Reproduce the rows below, substituting "enclosing rectangle" for every occurrence of "bounding box" and changing nothing else.

*RECORDS TO PROCESS*
-- begin --

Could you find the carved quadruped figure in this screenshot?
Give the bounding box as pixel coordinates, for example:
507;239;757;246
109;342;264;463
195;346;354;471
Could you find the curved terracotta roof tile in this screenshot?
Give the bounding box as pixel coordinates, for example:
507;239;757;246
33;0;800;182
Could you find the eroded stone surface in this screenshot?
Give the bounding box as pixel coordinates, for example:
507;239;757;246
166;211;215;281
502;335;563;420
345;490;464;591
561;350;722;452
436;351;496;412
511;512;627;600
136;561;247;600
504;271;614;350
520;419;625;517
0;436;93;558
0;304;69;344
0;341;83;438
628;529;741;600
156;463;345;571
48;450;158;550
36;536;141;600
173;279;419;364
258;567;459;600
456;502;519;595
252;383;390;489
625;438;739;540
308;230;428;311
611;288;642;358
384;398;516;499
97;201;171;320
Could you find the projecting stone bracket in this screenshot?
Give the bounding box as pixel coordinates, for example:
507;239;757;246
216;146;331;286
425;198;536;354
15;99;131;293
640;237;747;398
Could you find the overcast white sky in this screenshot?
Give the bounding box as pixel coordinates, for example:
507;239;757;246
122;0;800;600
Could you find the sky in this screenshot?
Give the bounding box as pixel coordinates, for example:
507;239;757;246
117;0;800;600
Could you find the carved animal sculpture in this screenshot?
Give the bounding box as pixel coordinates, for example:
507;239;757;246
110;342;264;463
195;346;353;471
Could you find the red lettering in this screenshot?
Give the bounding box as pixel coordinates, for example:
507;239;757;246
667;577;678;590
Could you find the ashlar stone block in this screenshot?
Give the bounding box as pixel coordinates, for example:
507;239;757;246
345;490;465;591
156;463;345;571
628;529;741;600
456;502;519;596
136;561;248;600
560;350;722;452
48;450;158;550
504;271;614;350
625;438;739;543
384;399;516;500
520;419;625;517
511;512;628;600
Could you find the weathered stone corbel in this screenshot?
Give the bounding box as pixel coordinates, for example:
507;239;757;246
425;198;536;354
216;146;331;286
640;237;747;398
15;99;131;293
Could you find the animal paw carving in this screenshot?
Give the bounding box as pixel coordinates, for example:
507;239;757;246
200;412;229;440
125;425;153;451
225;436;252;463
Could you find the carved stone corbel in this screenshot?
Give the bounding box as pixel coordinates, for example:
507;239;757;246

-- end --

*EXERCISE ANSWER*
Could you find the carved quadruped figure in this screenshot?
Give the enclosing rectangle as pixel coordinates, for example:
507;239;757;246
109;342;264;463
195;346;354;471
Could you find the curved terracotta roof tile in this screenshot?
Give the enclosing rectangle as pixel coordinates, for example:
507;239;757;246
33;0;800;182
Could you find the eroded stone surface in this screenshot?
Give the enclosing rectangle as pixel coordinates, for example:
507;239;757;246
166;211;215;281
502;335;563;420
345;490;464;591
561;350;722;452
436;351;496;412
511;512;627;600
136;561;247;600
504;271;614;350
520;419;625;517
0;436;93;558
0;304;69;344
0;341;83;438
628;529;741;600
156;463;345;571
48;450;158;550
36;536;141;600
173;279;419;364
258;567;459;600
456;502;519;595
252;383;390;489
625;438;739;540
308;230;428;311
611;288;642;358
384;398;516;499
97;201;171;320
Could you find the projecting stone bracket in this screenshot?
Give the enclosing rectangle as pixel coordinates, for example:
507;239;757;246
216;146;331;286
425;198;536;354
15;99;131;293
640;237;747;398
Could you find the overcast white sky in this screenshot?
Give the enclosing rectangle as pixel coordinates, for example:
507;239;757;246
122;0;800;600
Could you find the sky in this screenshot?
Give the enclosing rectangle as pixel coordinates, for example:
507;239;757;246
117;0;800;600
Could you find the carved animal sculpture in this screenshot?
Give the enclosing rectangle as pixel coordinates, for example:
507;239;757;246
110;342;264;463
195;346;353;471
Could you find the red lettering in this screenshot?
Give the enclosing rectangle as pixel coordinates, for example:
507;239;757;246
667;577;678;590
Could you find the ashlar stone block in this screenshot?
Give the enclosing rectangle as pixel coordinates, for example:
507;239;757;246
345;490;465;591
156;463;345;571
628;529;741;600
456;502;519;596
136;561;248;600
560;350;722;452
48;450;158;550
504;271;614;350
625;438;739;543
384;399;516;500
520;419;625;517
511;512;628;600
Could you find the weathered stone corbel in this screenshot?
Give the enclosing rectangle as pixel coordinates, for example:
507;239;757;246
425;198;536;354
216;146;331;286
640;237;747;398
15;99;131;293
Could you find the animal paw carving in this screenshot?
Give the enclosing rectangle as pixel coordinates, for example:
507;239;757;246
200;412;229;440
125;425;153;451
225;436;252;463
Could you find the carved stone corbel in this screenshot?
Give the enclosing rectangle as pixel coordinates, for example:
507;239;757;246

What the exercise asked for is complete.